* [EXCERPTED TEXT]:

* Begin *

I have literally no idea what this is supposed to be; lifeguard stand? Visibility beacon? Abandoned gibbet?  After getting sprayed overnight with lake water, the freezing temperatures have turned this metal pole, and everything around it, into a frictionless popsicle. 

I pretty much had the park to myself, but there were a few runners.

Chicagoans are made of foam insulation and whale blubber, apparently, because this guy is running in little bitty shorts.  I’ve heard some runners make the argument that you run in loose-fitting clothing no matter what the temperature is, but I prefer to be warm and chafed then freezing and breezy.  No thank you; still, good on this guy.  Even in warm clothes, I had several moments I thought twice about lengthening my total distance, so I can’t imagine his dedication.

After the runner passed, I decided to get closer to the icicle pier and I found something pretty bizarre.

As I approached the beach, which was much like an oceanic shoreline, grassy earth merged into sand.  Of course, this had the distinction of being completely frozen.  One step on the grass and my foot glided along the top of glare ice.  I stumbled back onto the dry grass.  I took a pebble on the ground and skidded it along the top of the ice.  It skipped and jumped with each bump of frozen grass, but it went probably a hundred feet before coming to a stop. 

The whole thing was surreal.  This was a beach, but it was not only below freezing, the beach itself was frozen solid.  To make it worse, the sky was as clear as a bell, and the sun was shining brightly.  It was an otherworldly experience; the last large-body shoreline I saw was in Matara, Sri Lanka on the southern coast of the Indian Ocean.  This is, to say the least, considerably different. 

I gazed out into the lake and saw an offshore pier.  Well, I think that’s what I saw.  I switched lenses, took this, and zoomed in on my camera.  Still not totally sure what it is.  Whatever it is, it strikes me as crazy that it’s in a lake.  Lake Michigan is massive, and it’s actually large enough that it contains large ships and installations.  It has access to the ocean, so given enough fuel, I could hop in a boat and go to any coastal city in the world without leaving the boat.  That’s hard to get my head around considering Chicago is near the center of the continent.

One of the reasons I chose to walk along the waterfront, besides the fact that I like to walk near water, is the view it provides to the city proper.  Chicago is a pretty flat area, and the closer you are to the lakeshore, the better, as the land is low (or lake-level), and there’s not much in the way either. 

When I was a kid, I would define a city by the general size of the skyline.  In fact, I wouldn’t call it a “city” if it didn’t have several tall buildings.  It needed some kind of skyscraper in my mind; so I’d call Indianapolis, Cincinnati, or Nashville a city, but Lexington, which really only has one “skyscraper,” wouldn’t be one.  It needed a distinct skyline, and Chicago not only has a wide skyline, but a diverse one, too.

* End *

* [THE REQUEST]: Continue the account of the winter walk along Chicago's frozen lakefront, picking up after its last sentence.

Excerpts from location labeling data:
* Begin *

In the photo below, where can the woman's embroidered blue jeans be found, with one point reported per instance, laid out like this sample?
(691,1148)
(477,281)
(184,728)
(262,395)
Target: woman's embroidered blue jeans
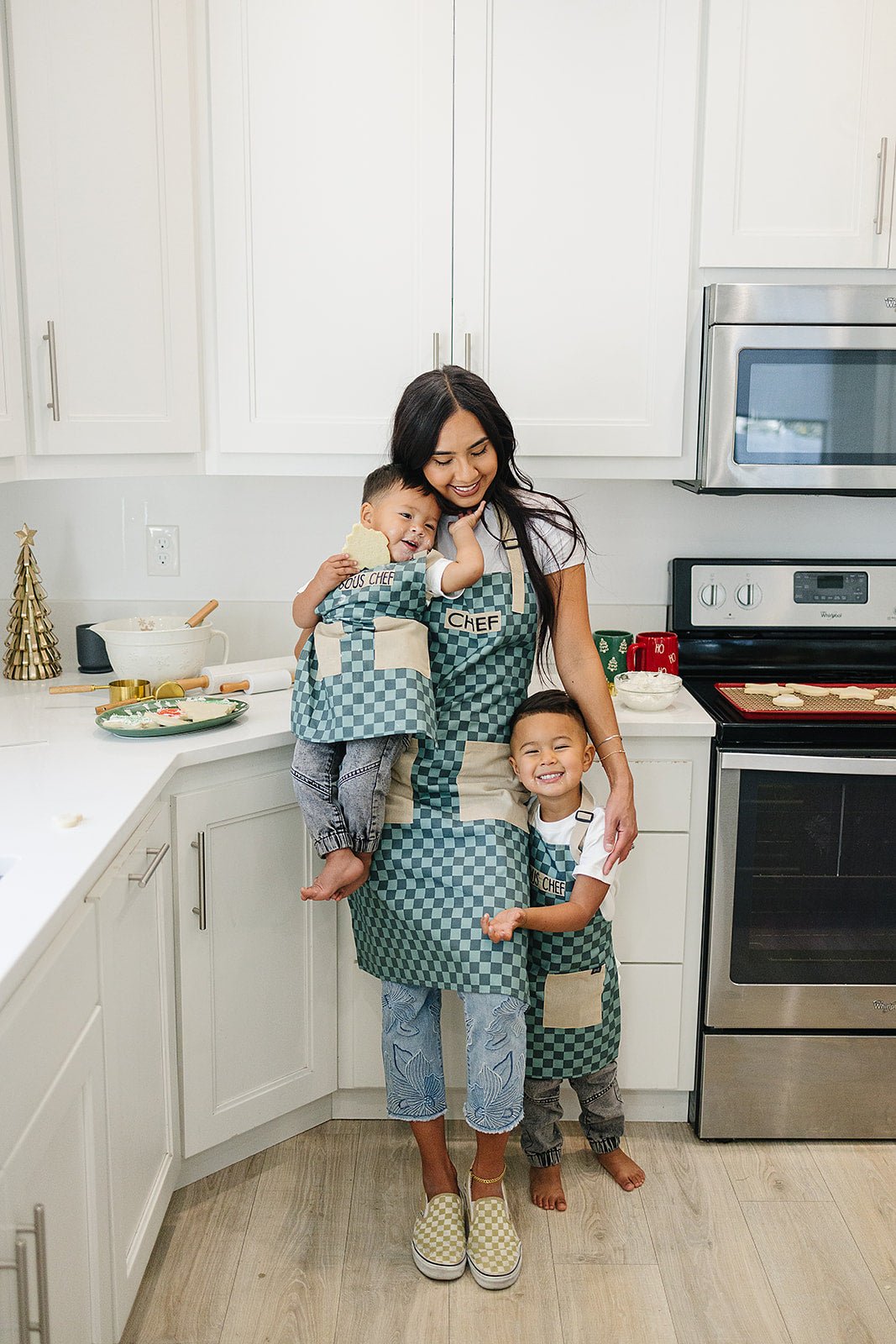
(412,1057)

* End *

* [OUTPUT]:
I found a harbor, again, much like you’d find on an oceanfront.  It was pretty empty and quiet this morning; I wonder what happens if you have a boat moored at the harbor and the lake freezes?  It’s not out of the question, as I know that the shore areas have become icy before.  Does it break the boat, much like an overfilled frozen water bottle breaks the plastic?

The breeze was picking up, and the cold prodded me on, so I crossed over to the western side of the park, following the designated path.

When I was in high school, I was really into skateboarding; I got a board, rode goofy, and never did so much as one trick I can be proud of.  I got lots of bruises and cuts over the years, the most dramatic one involving striking a pebble at full speed which stopped my front wheel hard, launching myself head-first into our storage garage.  I received a vicious bruise the size and shape of an open hand on my side, but with no broken bones or missing, I’m sure that’s all any parents could hope for.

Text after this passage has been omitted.